_GIVEN RECORDS:_
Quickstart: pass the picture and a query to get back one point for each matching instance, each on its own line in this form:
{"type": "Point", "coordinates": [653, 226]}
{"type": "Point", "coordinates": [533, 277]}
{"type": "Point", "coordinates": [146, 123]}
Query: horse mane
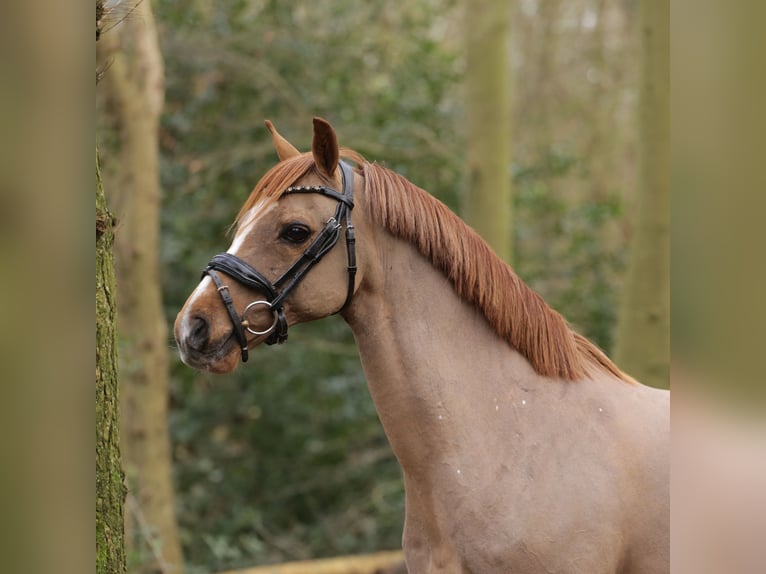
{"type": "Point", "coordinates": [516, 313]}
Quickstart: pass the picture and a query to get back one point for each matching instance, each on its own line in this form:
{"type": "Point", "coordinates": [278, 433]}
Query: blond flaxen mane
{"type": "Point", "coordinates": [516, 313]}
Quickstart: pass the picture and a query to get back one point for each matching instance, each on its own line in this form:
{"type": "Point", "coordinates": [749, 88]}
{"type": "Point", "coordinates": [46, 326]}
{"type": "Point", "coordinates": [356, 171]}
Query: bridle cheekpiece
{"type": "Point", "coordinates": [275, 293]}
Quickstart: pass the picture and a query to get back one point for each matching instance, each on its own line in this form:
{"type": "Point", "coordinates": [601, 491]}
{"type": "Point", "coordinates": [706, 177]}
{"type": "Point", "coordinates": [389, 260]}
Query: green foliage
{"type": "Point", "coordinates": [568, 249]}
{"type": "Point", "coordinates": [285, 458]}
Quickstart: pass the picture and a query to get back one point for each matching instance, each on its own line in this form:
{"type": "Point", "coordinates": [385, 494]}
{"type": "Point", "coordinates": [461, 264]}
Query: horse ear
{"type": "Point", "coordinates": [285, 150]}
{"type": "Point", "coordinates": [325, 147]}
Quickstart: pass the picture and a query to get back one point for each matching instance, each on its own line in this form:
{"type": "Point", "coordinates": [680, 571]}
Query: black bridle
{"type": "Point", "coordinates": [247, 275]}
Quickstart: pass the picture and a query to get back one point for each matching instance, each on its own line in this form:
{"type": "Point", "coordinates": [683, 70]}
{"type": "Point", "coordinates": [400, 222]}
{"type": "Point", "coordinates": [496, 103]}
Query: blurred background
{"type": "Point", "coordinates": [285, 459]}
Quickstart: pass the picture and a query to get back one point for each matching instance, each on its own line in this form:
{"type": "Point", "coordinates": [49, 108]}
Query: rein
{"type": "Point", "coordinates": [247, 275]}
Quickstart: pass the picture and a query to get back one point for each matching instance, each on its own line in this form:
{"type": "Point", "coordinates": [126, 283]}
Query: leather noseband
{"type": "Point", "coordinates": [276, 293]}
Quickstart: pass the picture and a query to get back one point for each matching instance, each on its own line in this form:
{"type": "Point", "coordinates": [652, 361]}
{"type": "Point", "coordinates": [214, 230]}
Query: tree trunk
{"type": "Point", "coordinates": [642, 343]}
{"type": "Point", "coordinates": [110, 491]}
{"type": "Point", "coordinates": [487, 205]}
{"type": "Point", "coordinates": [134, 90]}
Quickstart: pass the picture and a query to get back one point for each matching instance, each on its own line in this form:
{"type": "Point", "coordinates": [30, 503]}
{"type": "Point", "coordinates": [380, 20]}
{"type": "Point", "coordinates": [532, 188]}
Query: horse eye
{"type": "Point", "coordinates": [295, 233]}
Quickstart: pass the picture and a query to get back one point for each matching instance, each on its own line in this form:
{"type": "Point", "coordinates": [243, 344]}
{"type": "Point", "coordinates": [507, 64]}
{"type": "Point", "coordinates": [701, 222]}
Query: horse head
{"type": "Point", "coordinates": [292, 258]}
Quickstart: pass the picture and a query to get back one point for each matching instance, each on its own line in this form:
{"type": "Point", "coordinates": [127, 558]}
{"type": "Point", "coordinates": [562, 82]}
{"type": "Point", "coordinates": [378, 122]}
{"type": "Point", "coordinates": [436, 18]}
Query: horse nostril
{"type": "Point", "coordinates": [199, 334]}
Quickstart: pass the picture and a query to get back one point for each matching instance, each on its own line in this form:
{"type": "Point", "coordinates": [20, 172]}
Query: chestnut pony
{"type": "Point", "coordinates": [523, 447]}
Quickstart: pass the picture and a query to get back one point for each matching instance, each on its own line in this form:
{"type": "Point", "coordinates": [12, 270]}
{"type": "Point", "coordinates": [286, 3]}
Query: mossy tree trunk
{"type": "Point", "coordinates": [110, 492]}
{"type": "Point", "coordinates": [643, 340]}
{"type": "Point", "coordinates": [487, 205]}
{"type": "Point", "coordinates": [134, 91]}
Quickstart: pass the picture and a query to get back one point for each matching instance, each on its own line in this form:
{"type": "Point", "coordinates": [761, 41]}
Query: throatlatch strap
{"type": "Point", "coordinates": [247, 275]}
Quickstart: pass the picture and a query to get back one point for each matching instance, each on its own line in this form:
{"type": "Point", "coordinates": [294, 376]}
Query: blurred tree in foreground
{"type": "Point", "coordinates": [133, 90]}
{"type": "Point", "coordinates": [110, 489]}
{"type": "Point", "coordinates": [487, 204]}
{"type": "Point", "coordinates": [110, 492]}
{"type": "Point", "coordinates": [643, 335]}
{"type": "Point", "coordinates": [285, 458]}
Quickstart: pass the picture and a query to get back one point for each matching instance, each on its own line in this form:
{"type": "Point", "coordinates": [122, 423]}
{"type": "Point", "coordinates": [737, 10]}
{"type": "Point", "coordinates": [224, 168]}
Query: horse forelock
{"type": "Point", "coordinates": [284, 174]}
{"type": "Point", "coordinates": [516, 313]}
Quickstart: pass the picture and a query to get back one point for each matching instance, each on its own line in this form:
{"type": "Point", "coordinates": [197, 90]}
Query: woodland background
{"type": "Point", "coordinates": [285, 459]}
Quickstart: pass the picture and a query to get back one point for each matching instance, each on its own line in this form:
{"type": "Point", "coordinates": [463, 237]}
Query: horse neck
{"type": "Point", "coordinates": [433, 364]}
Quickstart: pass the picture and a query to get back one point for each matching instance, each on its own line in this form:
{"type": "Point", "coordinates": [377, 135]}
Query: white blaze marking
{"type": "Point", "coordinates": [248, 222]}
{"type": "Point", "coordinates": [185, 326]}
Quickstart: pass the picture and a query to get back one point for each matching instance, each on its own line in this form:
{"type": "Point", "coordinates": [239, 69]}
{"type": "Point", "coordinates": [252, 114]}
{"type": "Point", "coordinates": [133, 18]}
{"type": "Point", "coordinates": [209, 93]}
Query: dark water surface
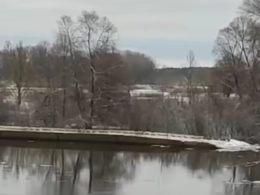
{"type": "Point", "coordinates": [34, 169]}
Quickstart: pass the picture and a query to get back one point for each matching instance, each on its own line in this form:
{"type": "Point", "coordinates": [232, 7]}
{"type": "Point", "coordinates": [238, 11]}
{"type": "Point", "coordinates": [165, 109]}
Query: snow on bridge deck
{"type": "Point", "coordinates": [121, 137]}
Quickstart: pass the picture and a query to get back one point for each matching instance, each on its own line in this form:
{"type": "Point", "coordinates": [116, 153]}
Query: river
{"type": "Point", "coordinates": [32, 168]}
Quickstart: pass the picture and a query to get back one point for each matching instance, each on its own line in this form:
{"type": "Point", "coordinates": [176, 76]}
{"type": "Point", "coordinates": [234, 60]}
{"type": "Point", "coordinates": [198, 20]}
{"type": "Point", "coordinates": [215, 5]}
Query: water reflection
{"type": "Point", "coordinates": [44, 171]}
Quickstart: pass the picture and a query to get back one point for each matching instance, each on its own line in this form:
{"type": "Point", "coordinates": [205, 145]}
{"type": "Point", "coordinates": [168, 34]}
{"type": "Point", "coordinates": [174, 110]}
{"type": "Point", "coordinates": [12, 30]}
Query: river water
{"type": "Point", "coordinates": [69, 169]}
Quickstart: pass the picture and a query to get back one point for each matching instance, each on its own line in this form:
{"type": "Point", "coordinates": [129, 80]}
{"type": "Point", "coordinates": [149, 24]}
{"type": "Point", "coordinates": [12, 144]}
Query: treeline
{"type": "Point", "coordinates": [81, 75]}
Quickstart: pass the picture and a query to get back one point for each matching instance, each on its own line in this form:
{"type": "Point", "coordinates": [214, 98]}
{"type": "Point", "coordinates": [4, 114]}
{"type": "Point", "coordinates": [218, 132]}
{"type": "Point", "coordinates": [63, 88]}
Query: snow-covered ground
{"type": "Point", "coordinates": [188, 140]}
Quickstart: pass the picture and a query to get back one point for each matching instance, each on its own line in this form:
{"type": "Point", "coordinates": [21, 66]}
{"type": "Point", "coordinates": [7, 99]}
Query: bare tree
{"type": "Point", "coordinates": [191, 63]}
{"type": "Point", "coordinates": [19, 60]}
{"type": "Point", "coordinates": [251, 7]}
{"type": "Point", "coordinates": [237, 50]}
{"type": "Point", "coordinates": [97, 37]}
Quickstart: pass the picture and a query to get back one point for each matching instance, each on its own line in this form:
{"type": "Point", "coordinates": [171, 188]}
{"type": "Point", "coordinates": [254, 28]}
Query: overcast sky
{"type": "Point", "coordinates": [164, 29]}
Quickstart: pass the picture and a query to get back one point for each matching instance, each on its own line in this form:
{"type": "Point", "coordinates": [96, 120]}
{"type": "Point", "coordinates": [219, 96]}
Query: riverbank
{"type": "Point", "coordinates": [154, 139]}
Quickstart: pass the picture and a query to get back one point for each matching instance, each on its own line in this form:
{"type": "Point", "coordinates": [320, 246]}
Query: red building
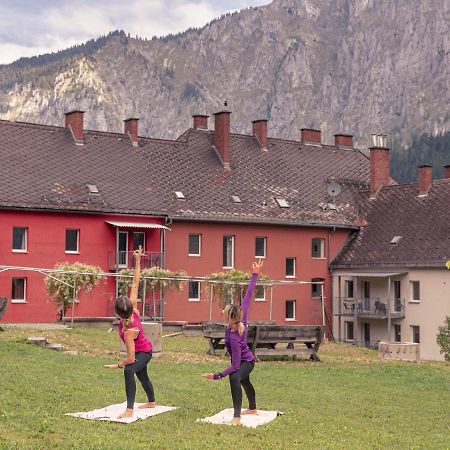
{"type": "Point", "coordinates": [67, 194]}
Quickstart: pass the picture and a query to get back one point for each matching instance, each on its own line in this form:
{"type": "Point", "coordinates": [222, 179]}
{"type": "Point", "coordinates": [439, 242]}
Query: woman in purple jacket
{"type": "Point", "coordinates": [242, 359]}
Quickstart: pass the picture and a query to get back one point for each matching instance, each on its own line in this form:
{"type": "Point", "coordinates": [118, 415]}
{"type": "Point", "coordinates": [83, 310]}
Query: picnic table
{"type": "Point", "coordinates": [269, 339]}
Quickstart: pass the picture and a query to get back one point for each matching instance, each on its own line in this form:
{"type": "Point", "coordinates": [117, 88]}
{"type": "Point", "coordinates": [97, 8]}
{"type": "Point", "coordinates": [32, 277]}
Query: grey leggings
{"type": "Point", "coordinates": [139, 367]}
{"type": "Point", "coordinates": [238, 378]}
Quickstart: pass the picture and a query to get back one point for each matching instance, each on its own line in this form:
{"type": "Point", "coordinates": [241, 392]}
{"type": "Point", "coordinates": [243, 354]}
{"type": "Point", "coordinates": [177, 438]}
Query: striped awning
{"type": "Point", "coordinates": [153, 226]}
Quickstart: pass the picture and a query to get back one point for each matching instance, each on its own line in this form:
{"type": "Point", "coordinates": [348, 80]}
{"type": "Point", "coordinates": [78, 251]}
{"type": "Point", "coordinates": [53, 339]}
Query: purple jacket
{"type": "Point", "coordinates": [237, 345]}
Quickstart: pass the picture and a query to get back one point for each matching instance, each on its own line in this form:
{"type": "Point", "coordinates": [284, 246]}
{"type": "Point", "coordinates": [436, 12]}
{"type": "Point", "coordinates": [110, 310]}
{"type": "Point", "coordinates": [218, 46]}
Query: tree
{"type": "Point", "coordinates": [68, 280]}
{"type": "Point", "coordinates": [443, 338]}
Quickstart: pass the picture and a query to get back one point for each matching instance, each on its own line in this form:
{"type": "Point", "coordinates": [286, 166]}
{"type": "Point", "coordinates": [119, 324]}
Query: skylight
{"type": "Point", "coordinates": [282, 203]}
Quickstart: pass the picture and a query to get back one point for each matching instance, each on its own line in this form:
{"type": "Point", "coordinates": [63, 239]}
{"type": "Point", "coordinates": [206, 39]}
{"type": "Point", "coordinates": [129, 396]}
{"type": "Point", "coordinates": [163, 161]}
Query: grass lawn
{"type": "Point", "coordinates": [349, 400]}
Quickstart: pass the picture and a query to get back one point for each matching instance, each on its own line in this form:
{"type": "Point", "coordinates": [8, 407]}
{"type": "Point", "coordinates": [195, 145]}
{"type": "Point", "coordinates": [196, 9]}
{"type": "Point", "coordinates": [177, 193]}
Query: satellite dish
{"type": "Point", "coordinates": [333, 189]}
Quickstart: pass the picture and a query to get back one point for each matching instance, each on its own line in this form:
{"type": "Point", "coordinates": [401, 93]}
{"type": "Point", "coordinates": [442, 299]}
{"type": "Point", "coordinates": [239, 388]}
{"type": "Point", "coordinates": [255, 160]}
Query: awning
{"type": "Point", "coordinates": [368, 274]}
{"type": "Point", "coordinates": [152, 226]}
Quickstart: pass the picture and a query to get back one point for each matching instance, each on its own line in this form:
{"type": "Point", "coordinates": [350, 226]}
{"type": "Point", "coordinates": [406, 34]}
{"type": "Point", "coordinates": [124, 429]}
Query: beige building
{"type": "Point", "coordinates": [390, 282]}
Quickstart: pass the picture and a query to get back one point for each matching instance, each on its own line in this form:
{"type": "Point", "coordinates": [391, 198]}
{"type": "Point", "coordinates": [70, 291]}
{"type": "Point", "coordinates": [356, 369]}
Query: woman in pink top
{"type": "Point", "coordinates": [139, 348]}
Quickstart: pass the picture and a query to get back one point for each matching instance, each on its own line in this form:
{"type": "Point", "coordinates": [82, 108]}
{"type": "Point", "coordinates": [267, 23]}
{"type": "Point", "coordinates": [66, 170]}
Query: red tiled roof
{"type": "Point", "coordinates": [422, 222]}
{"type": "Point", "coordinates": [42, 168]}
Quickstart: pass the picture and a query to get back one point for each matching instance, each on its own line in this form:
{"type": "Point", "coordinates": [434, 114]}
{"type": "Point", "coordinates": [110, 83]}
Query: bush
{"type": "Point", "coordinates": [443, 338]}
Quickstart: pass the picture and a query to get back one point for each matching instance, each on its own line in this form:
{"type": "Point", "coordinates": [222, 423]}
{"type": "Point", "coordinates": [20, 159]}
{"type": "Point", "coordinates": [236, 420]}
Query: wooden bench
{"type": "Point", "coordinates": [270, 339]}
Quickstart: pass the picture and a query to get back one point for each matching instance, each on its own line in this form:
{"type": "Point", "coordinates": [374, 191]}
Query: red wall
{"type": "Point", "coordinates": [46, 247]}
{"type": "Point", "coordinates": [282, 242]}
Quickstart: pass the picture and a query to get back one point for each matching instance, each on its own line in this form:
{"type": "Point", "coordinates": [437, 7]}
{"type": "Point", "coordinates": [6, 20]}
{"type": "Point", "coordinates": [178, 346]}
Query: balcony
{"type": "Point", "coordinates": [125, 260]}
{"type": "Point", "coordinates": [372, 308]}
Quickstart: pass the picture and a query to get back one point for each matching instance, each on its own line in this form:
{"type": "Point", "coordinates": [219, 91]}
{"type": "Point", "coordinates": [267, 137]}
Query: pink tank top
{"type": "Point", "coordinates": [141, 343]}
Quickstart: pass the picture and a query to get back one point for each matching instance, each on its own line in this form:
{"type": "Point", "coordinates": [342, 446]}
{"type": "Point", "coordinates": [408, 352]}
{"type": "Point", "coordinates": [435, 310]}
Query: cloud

_WORK REQUIRED:_
Pull out every line of the material above that contains the string "purple", matching case exactly.

_FINAL RESULT:_
Query: woman in purple jacket
Query: purple jacket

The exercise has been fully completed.